◆ What you will do
Only the pictures are omitted; repeat all other data exactly.

### Supplied data ###

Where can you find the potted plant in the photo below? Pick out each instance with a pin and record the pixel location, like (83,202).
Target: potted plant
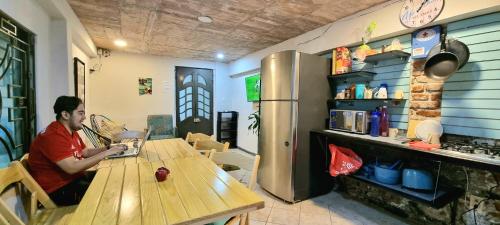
(255,122)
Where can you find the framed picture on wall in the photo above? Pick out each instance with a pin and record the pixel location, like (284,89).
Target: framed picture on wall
(79,72)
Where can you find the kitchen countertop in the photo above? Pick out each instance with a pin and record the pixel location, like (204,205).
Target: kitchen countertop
(480,158)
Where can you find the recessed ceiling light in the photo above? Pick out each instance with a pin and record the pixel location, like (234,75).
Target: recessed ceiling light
(205,19)
(120,43)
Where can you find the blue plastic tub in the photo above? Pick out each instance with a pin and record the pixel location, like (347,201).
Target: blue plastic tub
(387,176)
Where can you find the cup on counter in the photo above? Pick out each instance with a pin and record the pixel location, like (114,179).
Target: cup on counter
(360,90)
(368,93)
(340,95)
(434,139)
(393,132)
(399,94)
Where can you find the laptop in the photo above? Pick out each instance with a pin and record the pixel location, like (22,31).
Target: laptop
(132,147)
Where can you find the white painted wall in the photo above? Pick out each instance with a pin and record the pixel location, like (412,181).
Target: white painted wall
(348,31)
(246,139)
(115,87)
(77,52)
(32,16)
(56,28)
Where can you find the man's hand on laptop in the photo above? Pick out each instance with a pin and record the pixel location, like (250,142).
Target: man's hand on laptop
(115,149)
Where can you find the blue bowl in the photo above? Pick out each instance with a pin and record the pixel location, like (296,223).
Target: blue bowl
(387,176)
(418,179)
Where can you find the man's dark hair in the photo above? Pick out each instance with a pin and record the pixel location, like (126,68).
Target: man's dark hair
(66,103)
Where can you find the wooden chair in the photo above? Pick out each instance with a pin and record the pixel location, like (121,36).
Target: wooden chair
(162,126)
(95,138)
(234,158)
(51,214)
(211,144)
(192,137)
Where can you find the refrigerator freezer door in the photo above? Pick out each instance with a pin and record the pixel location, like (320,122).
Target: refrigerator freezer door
(278,76)
(276,147)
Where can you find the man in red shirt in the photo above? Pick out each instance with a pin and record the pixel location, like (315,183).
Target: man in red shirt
(58,156)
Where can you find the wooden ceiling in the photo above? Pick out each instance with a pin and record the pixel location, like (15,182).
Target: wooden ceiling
(239,27)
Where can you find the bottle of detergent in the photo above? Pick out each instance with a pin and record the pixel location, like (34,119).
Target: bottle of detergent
(375,123)
(384,122)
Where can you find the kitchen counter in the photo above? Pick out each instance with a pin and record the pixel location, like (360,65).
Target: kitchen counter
(480,161)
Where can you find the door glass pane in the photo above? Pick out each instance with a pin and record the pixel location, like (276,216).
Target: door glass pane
(188,79)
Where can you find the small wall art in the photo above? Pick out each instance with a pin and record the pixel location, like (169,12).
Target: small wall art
(145,86)
(79,74)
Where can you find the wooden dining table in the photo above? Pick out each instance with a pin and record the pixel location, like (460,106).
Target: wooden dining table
(197,191)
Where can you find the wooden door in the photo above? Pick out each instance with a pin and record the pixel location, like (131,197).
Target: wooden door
(17,90)
(194,100)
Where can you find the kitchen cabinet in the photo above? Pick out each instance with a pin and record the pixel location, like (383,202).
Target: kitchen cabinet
(227,128)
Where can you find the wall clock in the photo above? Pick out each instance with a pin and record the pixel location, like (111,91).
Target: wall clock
(416,13)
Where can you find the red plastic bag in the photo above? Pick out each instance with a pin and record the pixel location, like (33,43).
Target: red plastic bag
(344,161)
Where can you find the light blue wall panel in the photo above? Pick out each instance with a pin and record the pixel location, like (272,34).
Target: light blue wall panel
(471,97)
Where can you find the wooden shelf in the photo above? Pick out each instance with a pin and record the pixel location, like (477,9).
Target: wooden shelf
(442,197)
(364,74)
(386,55)
(367,100)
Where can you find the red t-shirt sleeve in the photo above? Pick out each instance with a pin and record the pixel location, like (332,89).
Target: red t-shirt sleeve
(57,148)
(81,142)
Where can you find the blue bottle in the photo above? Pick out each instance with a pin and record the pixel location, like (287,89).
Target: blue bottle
(375,124)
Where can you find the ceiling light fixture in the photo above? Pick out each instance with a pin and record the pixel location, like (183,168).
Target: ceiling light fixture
(205,19)
(120,43)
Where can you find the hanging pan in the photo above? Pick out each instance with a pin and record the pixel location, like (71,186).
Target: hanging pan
(442,65)
(456,47)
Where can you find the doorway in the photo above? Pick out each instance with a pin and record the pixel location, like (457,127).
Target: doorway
(194,100)
(17,90)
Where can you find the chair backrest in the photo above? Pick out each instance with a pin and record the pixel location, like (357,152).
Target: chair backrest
(237,159)
(97,139)
(211,144)
(99,122)
(192,137)
(161,124)
(16,173)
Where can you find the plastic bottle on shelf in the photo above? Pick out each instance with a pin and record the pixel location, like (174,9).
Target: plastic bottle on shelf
(384,122)
(375,123)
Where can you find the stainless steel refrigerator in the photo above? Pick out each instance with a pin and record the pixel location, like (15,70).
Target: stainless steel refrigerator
(294,92)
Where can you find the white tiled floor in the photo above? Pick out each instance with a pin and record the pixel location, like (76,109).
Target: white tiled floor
(329,209)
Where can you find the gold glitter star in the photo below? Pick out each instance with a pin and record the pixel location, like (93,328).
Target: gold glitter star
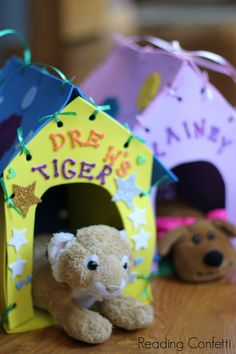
(24,197)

###

◆ Solution
Where can you find the potted plant in the photo below? Pick out each instance with a pin and record the pixel location, like (83,202).
Target: potted plant
(255,122)
Where can you find the framed picture on wall in the photo above? Pick out each instance with a pin and record the pixel location, like (284,89).
Target: framed picture on wall
(79,72)
Where can you find the kitchen countertop in the photo above? Pick out each instance with a pin and record the pixel location, like (204,205).
Target: kitchen countertop
(480,158)
Where can you find the recessed ceiling light in the photo above? Pick out each instance with a pin and record the pixel location, like (234,75).
Target: recessed ceiling light
(205,19)
(120,43)
Where can you find the blue plastic tub in the photo above? Pick out each instance with a pin and record the pixel location, like (347,201).
Target: blue plastic tub
(387,176)
Where can you find the cup on counter in the photo above? Pick out each instance with a pin and record the pixel location, like (114,179).
Target: cup on counter
(360,90)
(368,93)
(340,95)
(434,139)
(393,132)
(399,94)
Where can you find the laptop in the photo above? Pick out each instance with a pin and record the pixel location, like (22,31).
Target: laptop
(132,147)
Where can you find the white painted wall in the photo above? Pick out each instance with a pin and record the pixel location, like (412,181).
Target: white painted wall
(348,31)
(246,139)
(115,87)
(77,52)
(32,16)
(56,28)
Where can you find the man's hand on laptop in the photo above? Pick out each instance with a pin and record the pixel location, like (250,142).
Target: man's hand on laptop
(115,149)
Where can you find the blue bowl in the photo above? Pick out each instance with a pin and record the pixel location, like (296,223).
Target: blue bowl
(387,176)
(418,179)
Where can you find the man's dark hair in the photo above? Pick out each instance with a pin and record the pixel location, like (126,68).
Target: man's dark hair
(66,103)
Where can you find the wooden chair in the photo above? Pick out each instance with a pin and record the pixel location, like (121,36).
Target: wooden chair
(162,126)
(95,138)
(234,158)
(51,214)
(211,144)
(192,137)
Where can you find the refrigerator freezer door in the photo above? Pick out each instance with a pin and record the pixel location, like (320,122).
Target: refrigerator freezer door
(278,76)
(276,147)
Where can you find the man in red shirt in the photo above? Pick out each instance with a pin and record the pixel location, like (315,183).
Target: man in red shirt
(58,156)
Where can you find the wooden ceiling in the photo above? Pick out each instance with a pin and record the pixel location, like (15,182).
Target: wooden ceiling
(239,27)
Where can you find the bottle of detergent in the photo above? Pick out each instance with a pin and record the pixel location, like (34,119).
Target: bottle of detergent
(375,123)
(384,122)
Where can you find the kitchen counter in the photo above? Pick out each instance with a pin and record the pixel location, like (360,65).
Target: kitchen counter
(480,161)
Where can you find the door glass pane in the photo above? Pick out each instance with a pin and record the pixel location, like (276,216).
Target: door glass pane
(188,79)
Where can you find the small wall art in the photo above? Pick out each instance with a pin and record the pixel location, like (169,12).
Target: small wall art
(145,86)
(79,74)
Where can you find the wooden dining table in the photo above? Pick out each instance with a pin and record the pixel location, like (460,106).
Target: wooden dining table
(197,191)
Where can you find the wooden door in the photo above? Pick out each instance with a pin and record the pixel location, like (131,197).
Target: wooden door
(17,90)
(194,100)
Where can you find the kitchen cabinet in the photo above? Pick out each instance with a pin and record the pixel location, like (383,202).
Target: kitchen cabinet
(227,128)
Where can you find the wall clock in the photo above? Pick out each instance with a pin and record the pixel location, like (111,91).
Target: wall clock
(416,13)
Where can you find the red plastic bag in the photo above? Pick out each instance with a pin and record the pixel location, like (33,43).
Target: red plastic bag
(344,161)
Where can you find the light blue wall panel in the photo above? Pick out each instance with a pin and record the pixel location, like (272,34).
Target: light blue wall panel
(471,97)
Where can you find the wooden shelf in the photo above? Pick out each instance with a pin and record the pixel location, like (477,9).
Target: wooden shelf
(442,197)
(364,74)
(386,55)
(367,100)
Where can you find the red t-shirt sleeve in the photo above? Pick out each instance with a pin and record the pixel location, like (332,89).
Target: red t-shirt sleeve
(57,148)
(81,142)
Where can you find the blue bottle in the photo above? Pick out each instance with a pin and record the pixel location, like (287,89).
Target: blue bottle
(375,124)
Where can you find the ceiling light fixture in the photo above? Pick out each instance with a pin and record the pixel location, like (183,168).
Target: ceiling light fixture
(205,19)
(120,43)
Where can you find the hanging pan in the photo above? Pick out each instance with a pin and record the pixel location, like (71,186).
Target: hanging pan
(442,65)
(456,47)
Where can you find the doorway in the photo above? Pick out each instance with a pin and record the pixel location, like (457,127).
Target: doorway
(194,100)
(17,90)
Where can you find the chair backrest in the photo above? Pick out each instance with a pin and record the pixel location, like (357,152).
Target: chair backrest
(237,159)
(97,139)
(211,144)
(99,122)
(192,137)
(161,124)
(16,173)
Where can you find the plastic bottle on shelf in the photo above? Pick out each instance with a pin and record the pixel location, like (174,9).
Target: plastic bottle on shelf
(384,122)
(375,123)
Where can you find the stainless steel refrigerator in the photo above? Pick out each instance with a pin and record the pixel location, like (15,70).
Target: stainless steel refrigerator
(294,92)
Where can you find the white tiled floor in the photo above? Pick out each instance with a pin and record the pixel location, like (76,109).
Target: white tiled floor
(329,209)
Where can you find the gold glitter star in the photo below? Pick out each instance with a pin and record the pixel location, like (93,328).
Target: gold glitter star
(24,197)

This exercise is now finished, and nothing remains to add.